Exercise passage

Sorry to double post but the 538 bit above got me thinking about something beyond the obvious bit regarding battleground states’ partisan leans and how they are and are not shifting per current poll results …
The perennial bugaboo of likely voter models on forecasts. There are variations of the secret sauce but generally they rely on some formula of stated intent to vote, whether or not they voted last time, and weighting by demographic past performance.
Let’s focus on Pennsylvania for an example.
Pennsylvania leaned slightly D in 2012. In 2016 it leaned slightly R. 538’s poll aggregation going into the 2016 election had Clinton up by 3.7. But we all know what happened: some who voted D in 2012 and said Clinton did not show up on Election Day, even though polls counted them as “likely” to, and some more who said Trump showed up, even though their lack of voting last time had them not pegged as “likely” to.

Work instructions
- A) Answer these questions about the post on likely voter models:
(i) Which state does the post use as its example?
(ii) Which way did that state lean in 2012?
(iii) By how much was Clinton up in 538's poll aggregation going into the 2016 election?
- B) Please update the post on likely voter models: write out the part that opens with the words containing "Sorry to double" and closes with "for an example.", changing "secret sauce" to "special formula".
The rows that follow come from a different source than the post.

Source material
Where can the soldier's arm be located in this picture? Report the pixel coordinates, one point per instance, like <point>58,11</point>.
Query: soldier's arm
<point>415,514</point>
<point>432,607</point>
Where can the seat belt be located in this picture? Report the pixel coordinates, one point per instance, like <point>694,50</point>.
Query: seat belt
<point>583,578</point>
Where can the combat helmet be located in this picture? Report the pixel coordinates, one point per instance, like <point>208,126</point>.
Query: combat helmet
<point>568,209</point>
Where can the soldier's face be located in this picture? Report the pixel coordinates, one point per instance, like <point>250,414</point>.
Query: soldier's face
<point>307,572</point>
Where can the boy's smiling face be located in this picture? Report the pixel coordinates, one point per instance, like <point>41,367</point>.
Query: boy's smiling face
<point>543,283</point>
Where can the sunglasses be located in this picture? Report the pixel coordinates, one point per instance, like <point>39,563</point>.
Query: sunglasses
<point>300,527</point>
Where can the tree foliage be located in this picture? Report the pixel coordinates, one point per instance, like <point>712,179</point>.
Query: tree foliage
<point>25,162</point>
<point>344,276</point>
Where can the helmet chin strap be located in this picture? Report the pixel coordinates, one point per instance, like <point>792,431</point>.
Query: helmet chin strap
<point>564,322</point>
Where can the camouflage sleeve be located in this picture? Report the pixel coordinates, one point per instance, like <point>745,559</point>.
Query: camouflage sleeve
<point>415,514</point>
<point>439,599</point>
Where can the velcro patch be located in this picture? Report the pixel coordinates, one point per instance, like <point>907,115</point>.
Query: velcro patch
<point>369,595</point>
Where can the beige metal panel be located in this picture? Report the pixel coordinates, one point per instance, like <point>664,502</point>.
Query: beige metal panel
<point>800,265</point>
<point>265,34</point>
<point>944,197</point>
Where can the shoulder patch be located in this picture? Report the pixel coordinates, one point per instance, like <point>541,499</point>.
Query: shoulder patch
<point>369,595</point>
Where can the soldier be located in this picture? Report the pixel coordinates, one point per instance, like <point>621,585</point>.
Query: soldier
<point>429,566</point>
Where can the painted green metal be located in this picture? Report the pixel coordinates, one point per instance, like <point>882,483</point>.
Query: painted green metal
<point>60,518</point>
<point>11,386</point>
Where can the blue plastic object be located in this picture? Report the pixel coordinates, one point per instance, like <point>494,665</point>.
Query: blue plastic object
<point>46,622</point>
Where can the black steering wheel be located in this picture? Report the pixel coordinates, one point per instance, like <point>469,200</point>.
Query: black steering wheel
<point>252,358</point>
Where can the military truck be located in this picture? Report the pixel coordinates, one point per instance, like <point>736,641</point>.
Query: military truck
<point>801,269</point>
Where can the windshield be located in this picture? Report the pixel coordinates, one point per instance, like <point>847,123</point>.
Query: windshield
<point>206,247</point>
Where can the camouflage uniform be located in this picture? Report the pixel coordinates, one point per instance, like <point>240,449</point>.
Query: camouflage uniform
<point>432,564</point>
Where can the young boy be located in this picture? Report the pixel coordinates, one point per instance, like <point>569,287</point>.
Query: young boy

Answers for the tasks
- A)
(i) Pennsylvania
(ii) Slightly D
(iii) 3.7

- B)
Sorry to double post but the 538 bit above got me thinking about something beyond the obvious bit regarding battleground states’ partisan leans and how they are and are not shifting per current poll results …
The perennial bugaboo of likely voter models on forecasts. There are variations of the special formula but generally they rely on some formula of stated intent to vote, whether or not they voted last time, and weighting by demographic past performance.
Let’s focus on Pennsylvania for an example.